▶ _Фрагмент документа_:
В этом году Зиновьев защитил магистерскую диссертацию под названием «О начале, ходе и успехах критической Российской истории», которая была тотчас же издана в Москве. Статьи магистра появлялись в московских журналах — он писал по вопросам истории, искусства, литературы и педагогики. В этом же году он начал трудиться над учебником для студентов по всемирной истории. В пансионе он преподавал русский и латинский языки, всеобщую историю и географию. Всеми этими предметами Алексей Зиновьевич и занялся со своим новым учеником. Надо было в течение года пройти программу трех первых классов пансиона. Осенью 1828 года Лермонтов должен будет поступать в четвертый.

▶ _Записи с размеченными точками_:
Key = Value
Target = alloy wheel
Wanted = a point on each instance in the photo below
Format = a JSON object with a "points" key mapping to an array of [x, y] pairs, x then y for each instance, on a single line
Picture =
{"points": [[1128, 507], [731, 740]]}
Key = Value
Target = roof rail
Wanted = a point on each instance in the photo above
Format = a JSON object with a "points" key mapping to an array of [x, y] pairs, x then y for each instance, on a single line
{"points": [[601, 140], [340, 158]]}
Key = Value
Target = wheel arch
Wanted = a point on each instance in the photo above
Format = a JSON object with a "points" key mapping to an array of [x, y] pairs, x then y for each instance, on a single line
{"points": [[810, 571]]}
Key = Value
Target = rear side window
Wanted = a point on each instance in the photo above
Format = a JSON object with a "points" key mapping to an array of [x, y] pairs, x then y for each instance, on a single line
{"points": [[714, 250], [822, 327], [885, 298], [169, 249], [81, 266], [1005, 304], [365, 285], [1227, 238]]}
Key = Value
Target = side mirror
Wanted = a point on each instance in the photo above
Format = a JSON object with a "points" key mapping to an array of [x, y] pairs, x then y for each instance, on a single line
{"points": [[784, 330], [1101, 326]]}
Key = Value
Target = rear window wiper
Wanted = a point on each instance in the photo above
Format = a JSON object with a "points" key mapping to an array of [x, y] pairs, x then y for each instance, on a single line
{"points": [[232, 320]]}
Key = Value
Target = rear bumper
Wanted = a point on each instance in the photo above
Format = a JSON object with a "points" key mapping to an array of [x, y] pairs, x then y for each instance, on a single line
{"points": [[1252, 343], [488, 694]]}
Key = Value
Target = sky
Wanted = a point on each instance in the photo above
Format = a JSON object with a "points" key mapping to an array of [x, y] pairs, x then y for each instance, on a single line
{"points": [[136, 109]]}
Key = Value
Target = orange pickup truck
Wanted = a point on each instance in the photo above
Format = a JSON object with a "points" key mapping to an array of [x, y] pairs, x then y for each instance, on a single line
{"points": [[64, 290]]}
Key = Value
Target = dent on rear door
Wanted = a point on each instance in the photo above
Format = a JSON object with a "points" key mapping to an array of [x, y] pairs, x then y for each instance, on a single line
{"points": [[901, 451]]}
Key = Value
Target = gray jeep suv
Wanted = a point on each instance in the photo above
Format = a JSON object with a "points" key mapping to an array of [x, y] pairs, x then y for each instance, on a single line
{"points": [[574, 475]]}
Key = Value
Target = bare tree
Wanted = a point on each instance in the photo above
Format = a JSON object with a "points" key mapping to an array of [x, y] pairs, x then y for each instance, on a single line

▶ _Задания_:
1 > Верните из отрывка о Зиновьеве дословный фрагмент между словами «В этом году» и «поступать в четвертый.» включительно.
2 > Объясните по отрывку о Зиновьеве, почему Лермонтову нужно было за один год пройти программу трех первых классов пансиона.

▶ _Ответы_:
1 >
В этом году Зиновьев защитил магистерскую диссертацию под названием «О начале, ходе и успехах критической Российской истории», которая была тотчас же издана в Москве. Статьи магистра появлялись в московских журналах — он писал по вопросам истории, искусства, литературы и педагогики. В этом же году он начал трудиться над учебником для студентов по всемирной истории. В пансионе он преподавал русский и латинский языки, всеобщую историю и географию. Всеми этими предметами Алексей Зиновьевич и занялся со своим новым учеником. Надо было в течение года пройти программу трех первых классов пансиона. Осенью 1828 года Лермонтов должен будет поступать в четвертый.

2 > Осенью 1828 года Лермонтову предстояло поступать сразу в четвертый класс пансиона. Поэтому программу трех первых классов нужно было пройти в течение года.